A continuous sequence of driving maneuvers, in particular steering
maneuvers and/or acceleration maneuvers and/or braking maneuvers,
can be determined or predetermined by the reference trajectory 31.
For example, the reference trajectory determines the continuous
sequence of driving maneuvers. For example, the continuous sequence
of driving maneuvers is calculated on the basis of the reference
trajectory 31. In particular, a movement of the motor vehicle 1 can
be unambiguously determined or predetermined by the reference
trajectory 31. In particular, the reference trajectory 31 describes
the travel of the motor vehicle 1 on a route 30 to be traveled by
the motor vehicle 1. In particular, the travel of the motor vehicle
1 on the route 30 is substantially or fully determined by the
reference trajectory 31. In particular, it is possible to control
the motor vehicle 1 solely on the basis of the reference trajectory
31. In particular, the reference trajectory 31 may describe an
optimal travel of the motor vehicle 1 along a road 35. The
reference trajectory 31 may depend solely on a road course of the
road 35. In particular, a traffic situation on the road 35, for
example the presence of another motor vehicle 3, pedestrians,
cyclists and/or mobile obstacles on the road 35, has no influence
on the reference trajectory 31 or the composition of the reference
trajectory 31.
[0034] In FIG. 2, the reference trajectory 31 can be configured on
the basis of track data 38. The track data 38 may in particular
describe the road course of the road 35 and/or the track course of
one or more lanes 36, 37 of the road 35. Preferably, the track data
38 describe the track course and/or the road course with high
accuracy of better than 1 cm, 2 cm, 5 cm, 10 cm, 20 cm, 30 cm, 50
cm. For example, the track course or the road course is described
by the position and the orientation and the nature of the lane
boundaries 42, for example crash barriers or lane markings. The
track data 38 may be part of a map and/or provided by a map and/or
extracted from a map. The map can be a highly accurate map, which
describes or represents the road 35 or the lanes 36, 37 with the
accuracy required for the track data 38, in particular as specified
above.
[0035] Referring to FIG. 1 and FIG. 2, the reference trajectory 31
can, in particular, be received by the arithmetic unit 18 of the
motor vehicle 1 and/or the arithmetic unit 28 of the central server
device 2. In particular, the arithmetic unit 18 sends or transmits
the reference trajectory 31 to the receiving device 12 by means of
a data connection 41. The arithmetic unit 28 of the central server
device 2 or the central server device 2 can send or transmit the
reference trajectory 31 to the receiving device 12 of the motor
vehicle. In particular, the reference trajectory 31 is transmitted
by the central server device 2 to the receiving device 12 by means
of the wireless data link 43, for example via Wi-Fi or the mobile
phone network, by means of the transmission tower 27 and the
antenna device 17.
[0036] The track data 38 or the map may be stored in the memory
unit 19, 29. In particular, the arithmetic unit 18, 28 receives the
track data 38 from the respective memory unit 19, 29. Alternatively
or additionally, the arithmetic unit 18, 28 may receive the map
from the memory unit 19, 29 and extract the track data 38 from the
map. The track data 38 in the memory unit 19, 29, in particular the
current day, current week, current month or current year, are
updated daily, weekly, monthly, or annually. The track data 38 can
particularly be updated in the memory unit 29 of the central server
device 2, the update effort being particularly low in this case.
*****
What to work on: In the text on the reference trajectory, what may the reference trajectory 31 depend on solely? Please answer in a few words.

Raw data:
*****
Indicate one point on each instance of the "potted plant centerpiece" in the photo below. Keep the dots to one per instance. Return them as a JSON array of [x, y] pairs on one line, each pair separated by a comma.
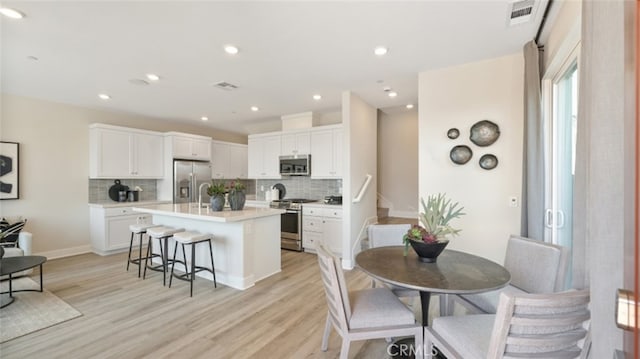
*****
Exercise solution: The road course of the road 35.